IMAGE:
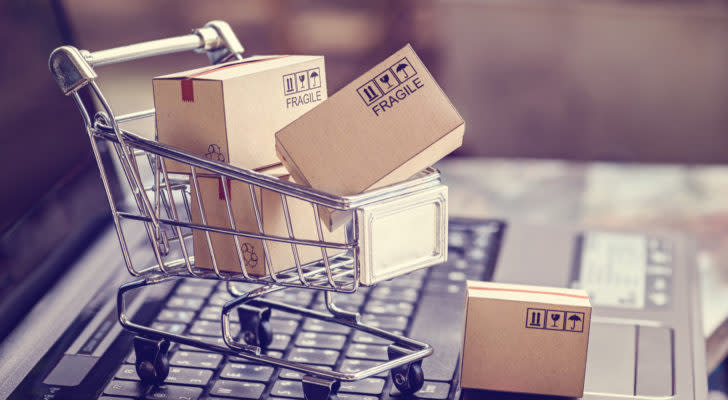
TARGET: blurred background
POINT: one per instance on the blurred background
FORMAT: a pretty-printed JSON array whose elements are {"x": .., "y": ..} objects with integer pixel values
[{"x": 628, "y": 81}]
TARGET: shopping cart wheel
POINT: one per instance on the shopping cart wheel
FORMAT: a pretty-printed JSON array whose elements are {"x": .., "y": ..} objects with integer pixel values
[
  {"x": 408, "y": 378},
  {"x": 152, "y": 364},
  {"x": 319, "y": 388},
  {"x": 255, "y": 328}
]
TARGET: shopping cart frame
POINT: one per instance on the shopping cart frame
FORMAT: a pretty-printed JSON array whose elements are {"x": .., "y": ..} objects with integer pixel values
[{"x": 74, "y": 70}]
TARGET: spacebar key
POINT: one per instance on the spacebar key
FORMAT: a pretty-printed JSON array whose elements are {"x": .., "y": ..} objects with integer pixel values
[{"x": 439, "y": 323}]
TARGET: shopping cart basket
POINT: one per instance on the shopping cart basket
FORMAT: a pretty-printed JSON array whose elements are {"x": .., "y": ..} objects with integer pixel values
[{"x": 391, "y": 230}]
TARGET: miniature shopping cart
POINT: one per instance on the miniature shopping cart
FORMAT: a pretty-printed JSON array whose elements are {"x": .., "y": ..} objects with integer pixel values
[{"x": 390, "y": 231}]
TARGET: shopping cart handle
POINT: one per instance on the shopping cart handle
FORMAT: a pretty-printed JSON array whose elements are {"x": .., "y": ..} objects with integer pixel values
[{"x": 73, "y": 68}]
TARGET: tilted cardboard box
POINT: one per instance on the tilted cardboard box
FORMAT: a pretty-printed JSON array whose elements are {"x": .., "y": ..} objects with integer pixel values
[
  {"x": 230, "y": 112},
  {"x": 525, "y": 339},
  {"x": 380, "y": 129},
  {"x": 273, "y": 220}
]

----------------

# GIVEN EXERCISE
Copy every one of the records above word for word, leaving out the pictures.

# PROBLEM SOLUTION
IMAGE:
TARGET: blurred background
POINT: one per instance on the blurred background
FORMAT: a pretty-printed JSON array whose elements are {"x": .., "y": ..} objects with integer pixel values
[{"x": 628, "y": 81}]
TARGET: shopping cart wheel
POINT: one per instance on the shopping cart wheel
FORMAT: a pretty-printed JSON array whose elements are {"x": .., "y": ..} objects with integer pixel values
[
  {"x": 408, "y": 378},
  {"x": 152, "y": 364},
  {"x": 319, "y": 388},
  {"x": 255, "y": 328}
]
TARGET: shopping cart frame
POINT: one per instance on the shopping cart frame
FORMAT: a pretty-printed JSON array whose elements are {"x": .., "y": ..} objects with integer pixel values
[{"x": 74, "y": 70}]
TARGET: spacebar key
POINT: one per instance on the spacebar key
FORMAT: a pretty-printed JSON array whose elements are {"x": .., "y": ..} objects with integer pixel values
[{"x": 439, "y": 323}]
TARGET: shopping cart basket
POINT: one per instance on the shopping cart basket
FORMAT: a pretty-printed JSON array whose elements are {"x": .., "y": ..} objects with integer pixel values
[{"x": 391, "y": 230}]
TARGET: miniature shopping cart
POINT: one per instance on the miniature shopping cart
FORMAT: a pretty-printed JSON array whose elements are {"x": .., "y": ..} objects with integer pixel values
[{"x": 390, "y": 231}]
TARGET: shopping cart handle
POINT: one per instance on the shopping cart handle
FORMAT: a pretty-printed JSON array whose elements are {"x": .., "y": ..} objects with integer pixel values
[{"x": 73, "y": 68}]
TARGET: tilted cardboard box
POINT: one per instance on the tilted cardboard box
FORMAT: a pretty-printed JSON array whose elements are {"x": .., "y": ..} objects with integer pixel values
[
  {"x": 230, "y": 112},
  {"x": 525, "y": 339},
  {"x": 380, "y": 129},
  {"x": 273, "y": 220}
]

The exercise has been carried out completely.